[WHAT THIS TASK INVOLVES] Check each line of the listing below for the string "strap", then copy every line that has it.

──────

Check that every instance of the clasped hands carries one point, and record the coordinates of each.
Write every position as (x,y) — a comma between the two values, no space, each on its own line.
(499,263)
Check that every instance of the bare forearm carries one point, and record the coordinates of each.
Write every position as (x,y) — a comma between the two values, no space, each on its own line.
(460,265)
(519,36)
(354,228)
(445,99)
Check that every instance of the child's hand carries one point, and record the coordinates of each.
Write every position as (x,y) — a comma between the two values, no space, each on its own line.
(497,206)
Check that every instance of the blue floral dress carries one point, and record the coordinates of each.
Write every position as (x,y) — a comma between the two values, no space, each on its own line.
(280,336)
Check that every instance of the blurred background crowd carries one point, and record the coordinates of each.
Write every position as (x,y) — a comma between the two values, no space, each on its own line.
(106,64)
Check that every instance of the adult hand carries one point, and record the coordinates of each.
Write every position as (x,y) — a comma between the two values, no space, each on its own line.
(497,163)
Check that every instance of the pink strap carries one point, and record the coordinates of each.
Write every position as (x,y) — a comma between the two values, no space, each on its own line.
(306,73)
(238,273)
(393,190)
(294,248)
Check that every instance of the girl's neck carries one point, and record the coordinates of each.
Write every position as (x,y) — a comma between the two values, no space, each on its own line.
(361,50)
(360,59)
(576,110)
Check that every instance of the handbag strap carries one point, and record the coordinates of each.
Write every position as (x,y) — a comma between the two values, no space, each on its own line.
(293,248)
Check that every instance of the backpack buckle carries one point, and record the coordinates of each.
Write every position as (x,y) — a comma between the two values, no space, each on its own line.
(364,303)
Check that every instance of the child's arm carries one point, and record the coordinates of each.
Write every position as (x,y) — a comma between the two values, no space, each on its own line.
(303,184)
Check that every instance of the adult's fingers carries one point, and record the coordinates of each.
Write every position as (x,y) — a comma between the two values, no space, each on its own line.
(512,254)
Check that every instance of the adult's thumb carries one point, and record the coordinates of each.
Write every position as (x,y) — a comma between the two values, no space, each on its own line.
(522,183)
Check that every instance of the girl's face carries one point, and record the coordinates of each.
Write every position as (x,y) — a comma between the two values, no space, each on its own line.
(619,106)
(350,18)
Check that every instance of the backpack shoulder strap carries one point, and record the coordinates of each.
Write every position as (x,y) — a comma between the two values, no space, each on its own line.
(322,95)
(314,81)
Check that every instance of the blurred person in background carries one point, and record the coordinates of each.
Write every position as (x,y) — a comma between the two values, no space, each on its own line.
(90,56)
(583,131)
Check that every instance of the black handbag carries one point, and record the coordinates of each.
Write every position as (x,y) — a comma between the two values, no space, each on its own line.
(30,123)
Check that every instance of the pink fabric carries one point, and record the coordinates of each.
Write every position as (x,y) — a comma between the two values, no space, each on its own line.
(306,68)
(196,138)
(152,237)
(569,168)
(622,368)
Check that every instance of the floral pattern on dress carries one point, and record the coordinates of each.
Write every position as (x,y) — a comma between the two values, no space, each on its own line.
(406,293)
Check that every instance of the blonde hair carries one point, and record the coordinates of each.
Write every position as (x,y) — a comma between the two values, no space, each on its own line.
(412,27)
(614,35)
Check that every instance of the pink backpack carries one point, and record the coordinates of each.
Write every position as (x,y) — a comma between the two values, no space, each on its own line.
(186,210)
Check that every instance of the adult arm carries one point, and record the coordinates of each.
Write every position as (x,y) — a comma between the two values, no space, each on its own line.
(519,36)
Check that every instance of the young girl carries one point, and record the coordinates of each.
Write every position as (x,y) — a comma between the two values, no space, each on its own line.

──────

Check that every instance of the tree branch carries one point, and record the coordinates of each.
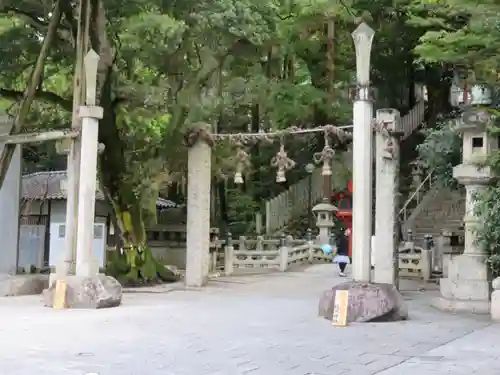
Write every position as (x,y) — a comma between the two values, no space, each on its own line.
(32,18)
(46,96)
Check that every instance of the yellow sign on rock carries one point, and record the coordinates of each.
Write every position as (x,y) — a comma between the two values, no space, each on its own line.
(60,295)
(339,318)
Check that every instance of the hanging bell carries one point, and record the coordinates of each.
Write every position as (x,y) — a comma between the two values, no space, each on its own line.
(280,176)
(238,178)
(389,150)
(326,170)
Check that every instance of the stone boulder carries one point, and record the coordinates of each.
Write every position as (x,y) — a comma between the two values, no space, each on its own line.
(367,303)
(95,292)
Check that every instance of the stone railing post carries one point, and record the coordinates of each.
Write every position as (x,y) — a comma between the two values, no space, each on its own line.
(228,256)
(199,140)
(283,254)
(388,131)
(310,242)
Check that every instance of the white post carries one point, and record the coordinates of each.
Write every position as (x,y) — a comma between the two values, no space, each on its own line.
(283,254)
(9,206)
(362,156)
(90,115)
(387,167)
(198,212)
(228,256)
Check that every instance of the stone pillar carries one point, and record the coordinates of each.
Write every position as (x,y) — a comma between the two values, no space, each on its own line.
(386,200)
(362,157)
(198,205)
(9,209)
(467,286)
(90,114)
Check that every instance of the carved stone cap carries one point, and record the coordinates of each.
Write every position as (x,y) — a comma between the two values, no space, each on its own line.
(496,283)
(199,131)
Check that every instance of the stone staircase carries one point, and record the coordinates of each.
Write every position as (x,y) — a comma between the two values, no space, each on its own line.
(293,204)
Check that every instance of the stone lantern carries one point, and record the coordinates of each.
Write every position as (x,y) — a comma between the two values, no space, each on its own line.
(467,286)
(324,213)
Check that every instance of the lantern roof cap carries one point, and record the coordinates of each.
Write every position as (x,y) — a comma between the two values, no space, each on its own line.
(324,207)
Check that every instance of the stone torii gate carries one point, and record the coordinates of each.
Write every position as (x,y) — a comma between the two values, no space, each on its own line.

──────

[SOLUTION]
Check that every instance of the pink strap carries one point, and record the coordinates of each.
Check that every instance of the handbag strap carries one point, and record the coordinates of each.
Check that every instance of the backpack shoulder strap carries one point, and record the coordinates of each.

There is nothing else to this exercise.